• **LESETEXT**:

═══

# Process beenden ...aber wie ?



## Johnny919 (18. Jul 2010)

hab mal ne frage und zwar wie und womit ist es mir möglich einenen ausgewählten laufenden process per drücken einer schaltfläche zu beenden ?

ein beispiel oder tut währe nicht schlecht ....
danke schon mal im vorraus !!


----------



## Der Müde Joe (18. Jul 2010)

Mit dem TaskManager.

Mit Java dürfte das nicht gehen. (Mal abgesehen von solchem Shell Lösungen mit 'kill -9 pid' oder solchen Würg)

EDIT:
evnetuell über die OS Libs und JNI, also C/++


----------



## Johnny919 (18. Jul 2010)

wie meinst du das mit dem taskmanager ?
ich glaube bischen falsch verstanden ich wollte das schon in meinen programm machen 
wenn das wirklich nicht mit java geht .... wie den dann ??


----------



## Der Müde Joe (18. Jul 2010)

bei unix:
hmmm?  sigsend(-9,pid) oder so in C
unter win (goolge):
Win32:rocess - Create and manipulate processes.


----------



## Illuvatar (18. Jul 2010)

Vielleicht wäre ja die Methode Process#destroy etwas für dich? Natürlich nur, wenn du den Prozess selbst startest.


----------



## Johnny919 (18. Jul 2010)

hmmm ich wollte das schon unter Windows machen ....
und zu dem distroy() ..... leider starte ich den process nicht selber .....
mal so ne zwischen frage wie sieht das denn mit der kill.exe aus wie benutze ich die hab nur gefunden das ich das damit machen kann dazu braucht ich nur die PID die ich habe ....

═══

• **AUSZUFÜHRENDE SCHRITTE**:
[a] Beantworten Sie folgende Fragen zur Forumsdiskussion über das Beenden laufender Prozesse:
(i) Welche Methode schlägt Illuvatar vor?
(ii) Unter welchem Betriebssystem möchte Johnny919 den Prozess beenden?
(iii) Was benötigt Johnny919 nach eigener Aussage für die Verwendung von kill.exe?
[b] Prüfen Sie, ob die folgenden Aussagen mit der Forumsdiskussion über das Beenden laufender Prozesse übereinstimmen:
(i) Der Müde Joe hält es für möglich, den Prozess mit Java zu beenden.
(ii) Illuvatars Vorschlag setzt voraus, dass man den Prozess selbst startet.
(iii) Johnny919 startet den Prozess selbst.
[c] Führen Sie die Forumsdiskussion über das Beenden laufender Prozesse im Anschluss an ihren letzten Beitrag fort.

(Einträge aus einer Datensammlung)
═══

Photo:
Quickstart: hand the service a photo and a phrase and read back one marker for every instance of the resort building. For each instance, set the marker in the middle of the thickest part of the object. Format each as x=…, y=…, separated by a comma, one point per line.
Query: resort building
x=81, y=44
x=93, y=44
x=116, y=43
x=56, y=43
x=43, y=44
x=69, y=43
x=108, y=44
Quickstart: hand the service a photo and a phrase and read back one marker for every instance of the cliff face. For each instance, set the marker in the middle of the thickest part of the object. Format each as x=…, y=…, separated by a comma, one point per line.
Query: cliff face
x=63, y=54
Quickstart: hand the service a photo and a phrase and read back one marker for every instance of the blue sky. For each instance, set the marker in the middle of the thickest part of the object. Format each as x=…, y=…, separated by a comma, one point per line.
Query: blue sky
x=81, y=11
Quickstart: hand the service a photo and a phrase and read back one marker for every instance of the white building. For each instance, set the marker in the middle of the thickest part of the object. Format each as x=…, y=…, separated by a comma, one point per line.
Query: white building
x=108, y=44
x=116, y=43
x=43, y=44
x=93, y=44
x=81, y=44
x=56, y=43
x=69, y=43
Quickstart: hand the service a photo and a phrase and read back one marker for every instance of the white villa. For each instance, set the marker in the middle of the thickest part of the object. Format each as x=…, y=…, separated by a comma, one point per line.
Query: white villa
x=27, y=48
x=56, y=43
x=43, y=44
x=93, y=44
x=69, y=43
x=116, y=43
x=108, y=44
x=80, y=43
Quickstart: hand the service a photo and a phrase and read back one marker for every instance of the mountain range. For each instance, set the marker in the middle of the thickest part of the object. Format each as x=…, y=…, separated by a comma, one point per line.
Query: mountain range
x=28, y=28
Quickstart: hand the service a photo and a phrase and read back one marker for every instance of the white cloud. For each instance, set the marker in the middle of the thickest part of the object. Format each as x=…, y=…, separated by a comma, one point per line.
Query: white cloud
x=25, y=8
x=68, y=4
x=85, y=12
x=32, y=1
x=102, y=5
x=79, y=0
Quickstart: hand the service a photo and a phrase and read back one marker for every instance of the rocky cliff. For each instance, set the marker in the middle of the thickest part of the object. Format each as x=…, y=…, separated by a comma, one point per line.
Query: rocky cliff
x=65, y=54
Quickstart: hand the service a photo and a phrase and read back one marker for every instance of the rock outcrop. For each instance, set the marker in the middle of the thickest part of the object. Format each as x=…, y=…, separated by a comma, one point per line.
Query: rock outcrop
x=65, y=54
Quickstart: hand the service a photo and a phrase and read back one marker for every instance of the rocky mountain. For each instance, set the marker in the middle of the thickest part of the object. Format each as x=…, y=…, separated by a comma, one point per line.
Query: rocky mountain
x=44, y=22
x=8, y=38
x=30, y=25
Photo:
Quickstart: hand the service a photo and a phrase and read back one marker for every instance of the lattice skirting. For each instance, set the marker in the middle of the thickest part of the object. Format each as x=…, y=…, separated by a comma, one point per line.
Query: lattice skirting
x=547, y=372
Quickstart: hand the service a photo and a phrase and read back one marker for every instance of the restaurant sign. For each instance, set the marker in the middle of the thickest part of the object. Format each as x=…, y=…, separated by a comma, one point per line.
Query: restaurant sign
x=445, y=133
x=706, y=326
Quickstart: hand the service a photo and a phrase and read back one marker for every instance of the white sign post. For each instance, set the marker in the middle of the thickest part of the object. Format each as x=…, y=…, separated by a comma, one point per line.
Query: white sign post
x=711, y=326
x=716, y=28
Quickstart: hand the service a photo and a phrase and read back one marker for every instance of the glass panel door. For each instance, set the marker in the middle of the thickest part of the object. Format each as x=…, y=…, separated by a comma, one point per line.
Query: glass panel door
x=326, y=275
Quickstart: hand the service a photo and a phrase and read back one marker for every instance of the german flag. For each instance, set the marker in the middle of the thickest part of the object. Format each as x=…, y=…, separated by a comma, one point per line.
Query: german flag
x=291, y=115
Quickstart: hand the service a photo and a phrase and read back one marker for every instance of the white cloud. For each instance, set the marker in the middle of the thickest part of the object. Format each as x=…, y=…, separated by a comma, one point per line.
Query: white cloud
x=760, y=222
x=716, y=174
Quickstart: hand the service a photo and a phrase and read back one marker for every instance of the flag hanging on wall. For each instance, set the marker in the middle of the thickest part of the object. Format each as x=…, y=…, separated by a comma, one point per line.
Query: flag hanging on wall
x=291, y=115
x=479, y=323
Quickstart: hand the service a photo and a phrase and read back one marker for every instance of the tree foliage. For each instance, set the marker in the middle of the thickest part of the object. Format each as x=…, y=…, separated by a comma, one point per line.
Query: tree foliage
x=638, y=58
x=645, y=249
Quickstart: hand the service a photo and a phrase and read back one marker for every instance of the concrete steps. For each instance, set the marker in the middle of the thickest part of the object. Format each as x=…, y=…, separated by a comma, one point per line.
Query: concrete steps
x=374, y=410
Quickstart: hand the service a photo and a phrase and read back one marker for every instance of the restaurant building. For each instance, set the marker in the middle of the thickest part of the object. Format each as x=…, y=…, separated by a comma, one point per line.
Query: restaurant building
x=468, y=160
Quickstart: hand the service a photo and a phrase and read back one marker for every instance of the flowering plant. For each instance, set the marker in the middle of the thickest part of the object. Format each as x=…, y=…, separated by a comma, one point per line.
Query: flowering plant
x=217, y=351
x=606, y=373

═══

• **ANTWORTEN IM ÜBERBLICK**:
[a]
(i) Die Methode Process#destroy.
(ii) Unter Windows.
(iii) Nur die PID, die er bereits hat.

[b]
(i) Nein: „Mit Java dürfte das nicht gehen.“
(ii) Ja: „Natürlich nur, wenn du den Prozess selbst startest.“
(iii) Nein: „leider starte ich den process nicht selber“

[c]
aber wie genau ich die benutze kann ich nicht ausfinig machen 
hab ihr vllt ne ahnung ??


----------



## tuxedo (18. Jul 2010)

Let me google that for you


----------



## Johnny919 (18. Jul 2010)

echt nett das du mir das googelst aber das habe ich scon selber geschaft deswegen frage ich ja auch weil ich nicht weis wie ich das machen soll und kein beispiel finde ....
und dann nicht weis wie ich das einbetten soll !!!
jemand der helfen will ?


----------



## hemeroc (18. Jul 2010)

Hmm was genau verstehst du denn nicht?
Der erste google hit ist doch genau das was du suchst da wird auch beschrieben wie man taskkill.exe aufrufen muss.
LG hemeroc

Edit: Wie man ein Programm aus java heraus startet ist hier beschrieben.


----------



## Johnny919 (18. Jul 2010)

danke für die mühe aber iwie bin ich blind 
ich finde nie wie ich die taskkill.exe zu bedienen habe da steht nur das die processe bendent und dafür die PID benötigt wird ...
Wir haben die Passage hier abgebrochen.